**EXERCISE AIM**
Answer these from the campaign finance article below:
(a) What cash on hand did Budzinski report as of June 30?
(b) What was the amount of the personal loan Deering gave her campaign in March?
(c) Roughly how much has Budzinski raised from out-of-state donors?

**SOURCE TEXT**

────────────────────────────────────────

Regan Deering spent about $400,000 winning a four-way race last month among Republicans in Illinois’ 13th Congressional District.
Now comes the hard part.
Deering, a Decatur business owner and the granddaughter of the late Archer Daniels Midland CEO Dwayne Andreas (who was a major donor to Republican presidents Richard Nixon and George H.W. Bush as well as Democrats Jimmy Carter, Bill Clinton and Jesse Jackson), will face Springfield Democrat Nikki Budzinski in the November election. Deering has a lot of ground to make up.
Budzinski, according to the latest federal campaign-disclosure reports, has a big edge in cash on hand as of June 30: $1 million to Deering’s $37,598. And she has outraised Deering, $2 million to $287,000.
Further, the Deering campaign is weighed down by debt from the primary. It reported $233,292 owed to a number of legal firms, consultants and media production businesses. That’s on top of a personal loan of $150,000 that Deering gave the campaign in March.
Deering relied mostly on individual contributions in the primary, including $10,300 from Deering family members and $9,725 from Andreas family members. She also received a $2,900 contribution from former Sen. Elizabeth Dole.
Deering’s campaign received a number of $500 contributions from Champaign residents Stuart King, Newt Dodds, Joe Lamb, Tom Harrington Jr., Peggy Monahan and John Kluth.
But Budzinski’s campaign is in far better financial shape with Election Day 100 days away. The 13th District, which includes most of the population of Champaign County, plus all or parts of Macon, Macoupin, Madison, Piatt, Sangamon and St. Clair counties, is considered marginally Democratic.
With more than $1 million in the bank and no campaign debt, Budzinski has a big head start in the sprint to Nov. 8. She has raised about a half-million dollars from political action committees, many of them national labor unions. And she also has built a national fundraising base. According to the website OpenSecrets.org, Budzinski has raised more than $617,000 from Illinois donors, but close to $600,000 from out-of-state donors.

────────────────────────────────────────

**GIVEN INFORMATION**
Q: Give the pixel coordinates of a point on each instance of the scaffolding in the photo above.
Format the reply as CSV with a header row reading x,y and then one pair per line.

────────────────────────────────────────

**SOLUTION FOR THIS TASK**
(a) $1 million
(b) $150,000
(c) Close to $600,000